-- START OF Entries supplied --

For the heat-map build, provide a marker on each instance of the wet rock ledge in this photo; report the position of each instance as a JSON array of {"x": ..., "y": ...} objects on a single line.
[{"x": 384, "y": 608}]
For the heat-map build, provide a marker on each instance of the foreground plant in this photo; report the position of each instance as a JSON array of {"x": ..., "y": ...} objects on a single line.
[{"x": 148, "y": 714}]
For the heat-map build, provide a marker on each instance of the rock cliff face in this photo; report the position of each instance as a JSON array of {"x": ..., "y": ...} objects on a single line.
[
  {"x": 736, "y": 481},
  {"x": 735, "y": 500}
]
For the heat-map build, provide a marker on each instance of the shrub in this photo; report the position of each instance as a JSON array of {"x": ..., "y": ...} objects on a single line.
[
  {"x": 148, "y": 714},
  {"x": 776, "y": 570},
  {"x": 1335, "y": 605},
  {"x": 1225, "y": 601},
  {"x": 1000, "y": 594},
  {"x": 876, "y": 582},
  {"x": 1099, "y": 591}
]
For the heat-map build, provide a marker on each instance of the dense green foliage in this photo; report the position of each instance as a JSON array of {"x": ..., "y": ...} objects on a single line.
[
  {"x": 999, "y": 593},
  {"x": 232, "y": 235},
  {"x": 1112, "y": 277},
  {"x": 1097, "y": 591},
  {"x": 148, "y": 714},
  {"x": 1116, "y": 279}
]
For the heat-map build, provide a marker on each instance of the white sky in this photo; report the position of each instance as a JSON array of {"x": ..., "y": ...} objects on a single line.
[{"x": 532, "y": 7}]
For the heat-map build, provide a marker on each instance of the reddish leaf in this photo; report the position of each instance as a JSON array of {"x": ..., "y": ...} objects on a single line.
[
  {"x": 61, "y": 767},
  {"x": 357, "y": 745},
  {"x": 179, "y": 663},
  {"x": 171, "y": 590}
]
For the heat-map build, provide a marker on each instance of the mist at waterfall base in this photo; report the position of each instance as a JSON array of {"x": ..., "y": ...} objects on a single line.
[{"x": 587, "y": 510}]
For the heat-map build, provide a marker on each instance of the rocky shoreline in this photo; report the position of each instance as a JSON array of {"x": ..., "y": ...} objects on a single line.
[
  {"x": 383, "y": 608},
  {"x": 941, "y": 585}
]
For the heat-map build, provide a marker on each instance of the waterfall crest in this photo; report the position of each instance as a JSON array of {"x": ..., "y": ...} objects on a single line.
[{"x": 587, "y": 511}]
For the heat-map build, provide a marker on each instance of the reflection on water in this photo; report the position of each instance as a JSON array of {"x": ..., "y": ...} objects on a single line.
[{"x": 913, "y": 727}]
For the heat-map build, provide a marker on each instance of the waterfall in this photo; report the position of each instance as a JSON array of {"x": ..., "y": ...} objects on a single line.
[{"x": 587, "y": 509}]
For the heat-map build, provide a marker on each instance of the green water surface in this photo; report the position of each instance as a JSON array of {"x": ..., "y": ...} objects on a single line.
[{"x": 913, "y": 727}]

-- END OF Entries supplied --
-- START OF Entries supplied --

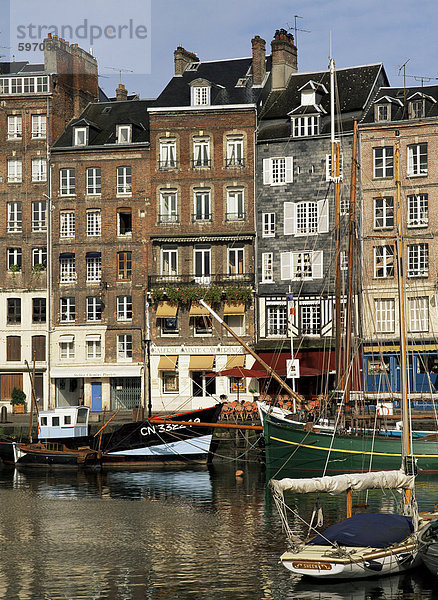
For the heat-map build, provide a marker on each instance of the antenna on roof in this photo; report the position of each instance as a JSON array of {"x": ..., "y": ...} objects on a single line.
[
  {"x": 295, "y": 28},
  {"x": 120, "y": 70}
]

-- END OF Entries supplied --
-- START OF Entries supplied --

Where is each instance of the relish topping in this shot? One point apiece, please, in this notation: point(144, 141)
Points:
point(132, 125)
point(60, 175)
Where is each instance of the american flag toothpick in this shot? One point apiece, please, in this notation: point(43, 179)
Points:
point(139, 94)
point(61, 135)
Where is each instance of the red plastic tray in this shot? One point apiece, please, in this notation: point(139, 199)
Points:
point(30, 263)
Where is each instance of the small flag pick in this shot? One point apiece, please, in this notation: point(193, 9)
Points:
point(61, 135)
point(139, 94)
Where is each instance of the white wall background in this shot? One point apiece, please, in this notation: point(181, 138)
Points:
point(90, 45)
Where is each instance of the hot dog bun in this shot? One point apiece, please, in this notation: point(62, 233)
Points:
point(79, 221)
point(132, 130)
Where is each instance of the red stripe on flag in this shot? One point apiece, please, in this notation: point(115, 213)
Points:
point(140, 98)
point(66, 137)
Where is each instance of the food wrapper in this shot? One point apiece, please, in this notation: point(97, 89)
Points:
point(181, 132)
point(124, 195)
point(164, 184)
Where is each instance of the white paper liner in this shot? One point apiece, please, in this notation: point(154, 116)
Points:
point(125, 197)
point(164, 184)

-- END OF Entries supplied --

### What needs to be done
Reproduce the rows from the line containing "Where is each instance of the red stripe" up to and including the line containing "point(66, 137)", unchanged.

### Expected answer
Where is each instance of the red stripe on flag in this shot? One point apiece, please, in this notation: point(115, 213)
Points:
point(140, 98)
point(66, 137)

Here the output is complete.